Entries shown =
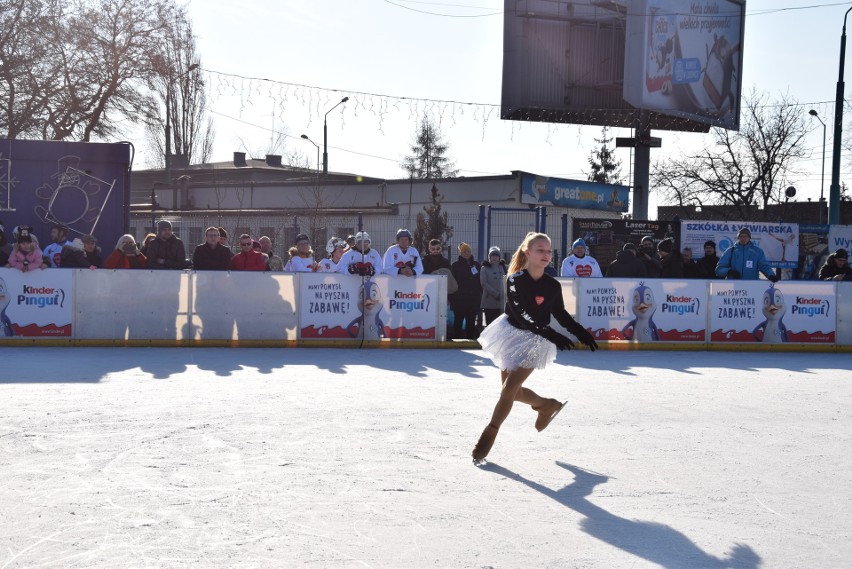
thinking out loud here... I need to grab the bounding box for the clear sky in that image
[140,0,852,214]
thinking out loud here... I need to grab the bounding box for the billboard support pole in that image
[830,6,852,226]
[632,116,652,220]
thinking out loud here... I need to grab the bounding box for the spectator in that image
[681,247,706,279]
[560,238,603,277]
[480,246,507,326]
[81,235,102,268]
[7,226,46,272]
[696,240,721,279]
[818,248,852,281]
[59,238,88,268]
[139,232,156,257]
[146,221,187,270]
[217,227,229,250]
[450,242,482,340]
[657,238,683,278]
[259,236,283,271]
[605,243,648,278]
[104,235,147,269]
[0,221,9,267]
[283,233,316,272]
[383,228,423,276]
[337,231,383,276]
[229,233,267,271]
[42,224,71,268]
[716,227,778,281]
[637,236,662,277]
[192,227,232,271]
[422,239,452,274]
[317,237,346,272]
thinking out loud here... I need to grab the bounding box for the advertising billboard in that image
[572,218,680,269]
[681,220,799,269]
[501,0,709,132]
[520,173,629,213]
[623,0,746,129]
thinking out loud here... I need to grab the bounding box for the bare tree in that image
[145,7,213,166]
[0,0,179,142]
[652,90,808,220]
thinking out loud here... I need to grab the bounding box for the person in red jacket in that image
[229,234,267,271]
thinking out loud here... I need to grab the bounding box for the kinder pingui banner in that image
[578,278,707,342]
[299,274,438,340]
[0,267,72,337]
[710,281,835,343]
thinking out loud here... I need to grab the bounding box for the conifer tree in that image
[414,183,454,254]
[587,126,624,185]
[402,115,458,179]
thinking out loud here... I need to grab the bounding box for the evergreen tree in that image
[414,183,454,254]
[587,126,624,185]
[402,115,459,179]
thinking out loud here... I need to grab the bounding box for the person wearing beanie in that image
[7,226,47,272]
[637,235,662,277]
[480,246,507,325]
[560,237,602,278]
[605,242,648,278]
[146,220,187,270]
[383,228,423,276]
[471,231,599,465]
[818,248,852,281]
[58,238,89,268]
[657,238,683,278]
[450,242,482,340]
[697,240,721,280]
[716,227,778,281]
[284,233,317,272]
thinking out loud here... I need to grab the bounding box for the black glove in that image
[767,273,780,283]
[348,263,360,274]
[726,269,741,280]
[563,319,599,351]
[542,328,575,351]
[573,327,599,352]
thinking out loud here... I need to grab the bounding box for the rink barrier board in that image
[1,268,852,350]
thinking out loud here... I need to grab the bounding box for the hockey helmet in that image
[326,237,346,254]
[354,231,371,244]
[396,228,412,241]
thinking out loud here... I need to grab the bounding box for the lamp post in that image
[830,7,852,225]
[809,109,827,224]
[323,96,349,177]
[300,134,320,181]
[165,63,199,186]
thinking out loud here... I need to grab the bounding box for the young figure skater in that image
[473,232,599,465]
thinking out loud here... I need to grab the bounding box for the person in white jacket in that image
[383,229,423,276]
[337,231,383,276]
[560,238,603,278]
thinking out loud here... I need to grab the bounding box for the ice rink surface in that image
[1,347,850,569]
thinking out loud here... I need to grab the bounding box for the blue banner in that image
[520,173,629,212]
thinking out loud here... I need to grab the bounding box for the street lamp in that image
[165,63,199,186]
[300,134,320,179]
[830,6,852,225]
[809,109,827,224]
[323,96,349,177]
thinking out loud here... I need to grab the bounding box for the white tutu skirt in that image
[477,314,557,371]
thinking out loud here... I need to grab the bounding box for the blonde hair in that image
[114,234,136,251]
[508,232,550,275]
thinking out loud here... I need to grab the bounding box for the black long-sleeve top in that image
[505,269,584,339]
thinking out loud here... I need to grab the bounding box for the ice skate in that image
[533,399,566,432]
[472,424,499,466]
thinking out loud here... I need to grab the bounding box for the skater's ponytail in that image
[508,232,550,275]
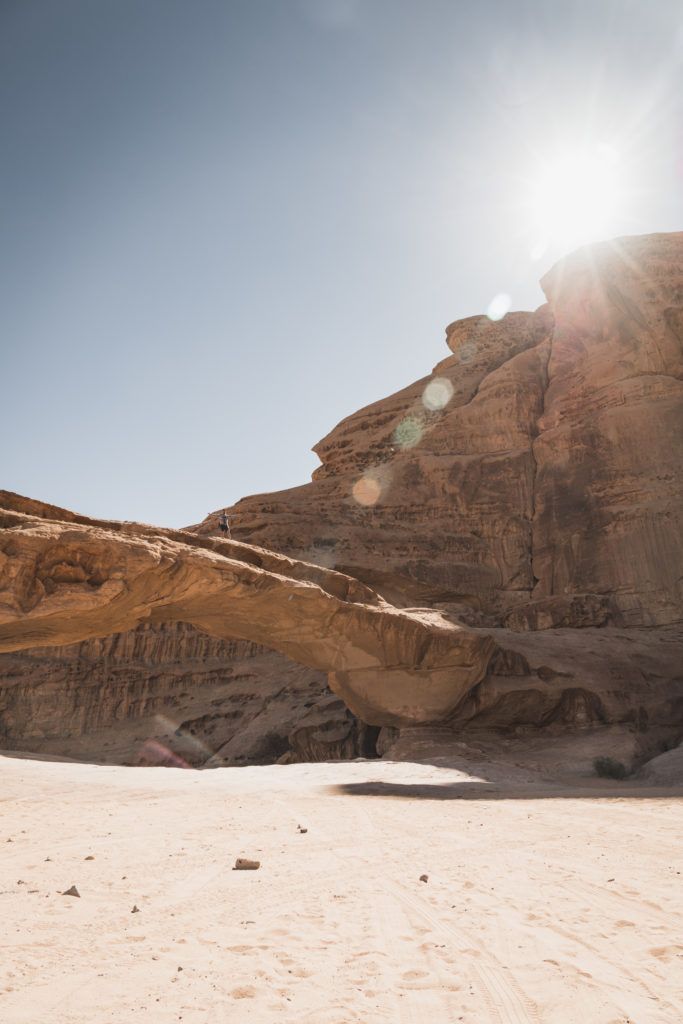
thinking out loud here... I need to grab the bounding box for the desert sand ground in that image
[1,750,682,1024]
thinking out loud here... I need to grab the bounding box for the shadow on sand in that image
[325,779,683,801]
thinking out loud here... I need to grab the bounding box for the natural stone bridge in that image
[0,493,495,728]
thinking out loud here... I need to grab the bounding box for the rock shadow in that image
[326,779,683,801]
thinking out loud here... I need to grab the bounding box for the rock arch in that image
[0,495,494,728]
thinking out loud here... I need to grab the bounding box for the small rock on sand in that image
[234,858,260,870]
[62,886,80,897]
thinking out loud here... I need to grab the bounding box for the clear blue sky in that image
[2,0,681,527]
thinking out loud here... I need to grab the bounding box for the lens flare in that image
[303,544,336,568]
[422,377,454,411]
[154,714,222,767]
[487,293,511,322]
[394,416,424,449]
[457,341,476,364]
[526,143,625,250]
[137,740,192,769]
[352,475,382,506]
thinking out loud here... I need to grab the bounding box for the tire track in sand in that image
[324,793,540,1024]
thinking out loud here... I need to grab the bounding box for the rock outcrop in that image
[0,496,495,730]
[529,234,683,628]
[1,232,681,767]
[209,234,682,634]
[203,305,554,621]
[0,626,331,767]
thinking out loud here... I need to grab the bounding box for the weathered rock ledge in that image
[0,496,495,729]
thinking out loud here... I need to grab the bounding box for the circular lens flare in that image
[353,475,382,506]
[422,377,454,411]
[394,416,424,449]
[457,341,476,364]
[487,293,511,322]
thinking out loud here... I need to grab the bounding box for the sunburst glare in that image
[526,143,626,257]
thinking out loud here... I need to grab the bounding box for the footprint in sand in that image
[402,969,429,981]
[649,945,683,961]
[230,985,256,999]
[278,955,312,978]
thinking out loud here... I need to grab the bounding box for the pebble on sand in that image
[234,858,260,870]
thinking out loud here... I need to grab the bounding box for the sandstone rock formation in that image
[285,695,381,763]
[203,305,554,621]
[0,495,495,730]
[0,625,331,767]
[209,234,682,634]
[1,232,681,768]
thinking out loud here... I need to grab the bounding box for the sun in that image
[525,143,625,255]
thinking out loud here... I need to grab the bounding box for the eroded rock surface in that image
[1,232,681,766]
[0,625,331,767]
[209,234,682,632]
[529,234,683,628]
[202,306,554,620]
[285,695,381,764]
[0,495,495,731]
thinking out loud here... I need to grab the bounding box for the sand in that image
[1,752,682,1024]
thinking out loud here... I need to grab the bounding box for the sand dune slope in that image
[1,754,682,1023]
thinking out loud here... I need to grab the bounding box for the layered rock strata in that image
[529,234,683,628]
[208,233,682,632]
[202,306,554,621]
[0,626,331,767]
[1,232,681,767]
[0,497,495,730]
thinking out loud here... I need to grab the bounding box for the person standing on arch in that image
[208,510,231,539]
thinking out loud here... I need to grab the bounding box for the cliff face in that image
[0,626,330,767]
[208,234,682,632]
[1,233,681,768]
[204,306,553,621]
[530,234,683,628]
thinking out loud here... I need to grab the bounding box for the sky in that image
[2,0,682,528]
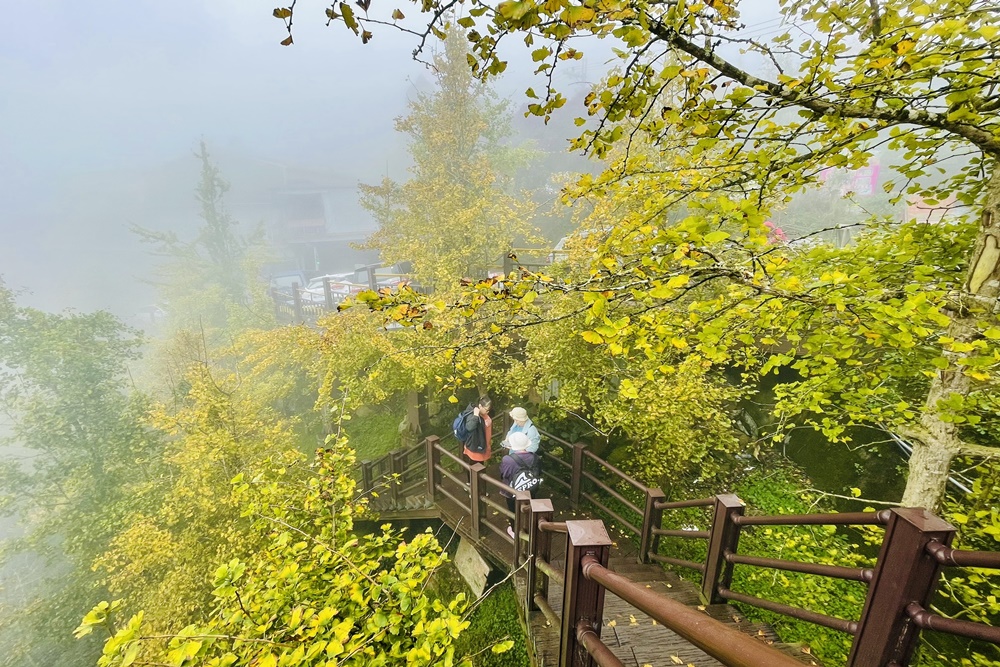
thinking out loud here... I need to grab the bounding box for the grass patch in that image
[343,408,401,461]
[455,581,530,667]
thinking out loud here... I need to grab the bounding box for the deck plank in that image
[367,459,823,667]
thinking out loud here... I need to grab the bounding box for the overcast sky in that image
[0,2,445,310]
[0,0,782,314]
[0,1,592,313]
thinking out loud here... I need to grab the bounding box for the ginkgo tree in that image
[359,30,538,293]
[291,0,1000,511]
[78,441,474,667]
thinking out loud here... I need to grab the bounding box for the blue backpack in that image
[453,405,474,441]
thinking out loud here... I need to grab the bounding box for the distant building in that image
[220,156,381,276]
[270,181,380,274]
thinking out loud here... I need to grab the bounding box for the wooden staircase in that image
[520,548,821,666]
[356,433,1000,667]
[358,436,823,666]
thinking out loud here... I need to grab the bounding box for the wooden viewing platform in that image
[355,430,1000,667]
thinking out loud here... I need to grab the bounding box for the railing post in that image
[513,490,531,566]
[360,460,373,495]
[469,463,486,539]
[270,288,282,321]
[560,520,613,667]
[847,508,955,667]
[639,488,666,564]
[570,443,586,508]
[425,436,440,501]
[702,494,745,604]
[389,451,403,509]
[291,282,304,321]
[322,277,334,311]
[527,498,554,612]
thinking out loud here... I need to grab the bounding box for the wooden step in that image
[370,485,822,665]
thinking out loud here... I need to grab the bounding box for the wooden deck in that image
[390,490,823,666]
[520,551,822,667]
[365,451,824,667]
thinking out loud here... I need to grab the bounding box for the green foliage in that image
[729,466,874,665]
[0,282,158,667]
[315,0,1000,517]
[81,442,471,666]
[322,0,1000,207]
[132,142,274,350]
[652,460,875,664]
[93,361,305,633]
[928,462,1000,666]
[454,582,529,667]
[342,405,404,461]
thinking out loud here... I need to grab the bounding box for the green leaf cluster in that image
[85,441,469,667]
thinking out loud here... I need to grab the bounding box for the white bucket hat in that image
[509,406,529,421]
[507,432,531,452]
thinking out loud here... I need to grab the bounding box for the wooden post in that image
[389,451,403,509]
[702,494,744,604]
[425,436,440,501]
[360,461,373,495]
[560,520,613,667]
[469,463,486,539]
[292,282,304,322]
[847,508,955,667]
[570,443,587,508]
[322,277,334,311]
[527,498,554,612]
[513,490,532,566]
[270,288,282,321]
[639,488,667,564]
[417,388,429,433]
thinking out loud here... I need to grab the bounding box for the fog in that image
[1,1,792,320]
[0,1,511,315]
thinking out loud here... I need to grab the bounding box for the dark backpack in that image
[453,405,475,442]
[510,455,543,492]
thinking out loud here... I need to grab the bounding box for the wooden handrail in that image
[536,427,574,448]
[718,587,859,634]
[582,449,647,493]
[365,433,1000,667]
[580,469,643,516]
[734,510,891,526]
[575,619,625,667]
[926,540,1000,569]
[434,442,470,469]
[579,554,807,667]
[906,602,1000,644]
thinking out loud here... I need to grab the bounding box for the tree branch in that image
[651,26,1000,156]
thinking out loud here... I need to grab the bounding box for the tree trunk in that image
[900,169,1000,511]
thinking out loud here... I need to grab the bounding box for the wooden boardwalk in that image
[435,487,823,667]
[520,551,822,667]
[365,446,823,667]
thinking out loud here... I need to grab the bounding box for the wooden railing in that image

Exercise =
Using the material above, reproduce exactly the line that contains "trunk in that image" and all lines after it through the last one, and only those.

Task response =
thinking out loud here... I need to grab the bounding box for the tree trunk in that image
[900,169,1000,511]
thinking out loud here... I need to grab the bounding box for the wooden boardwalk in that image
[435,487,823,667]
[520,551,822,667]
[365,446,823,667]
thinking out loud here... I need to grab the bounding box for the wooden railing in that image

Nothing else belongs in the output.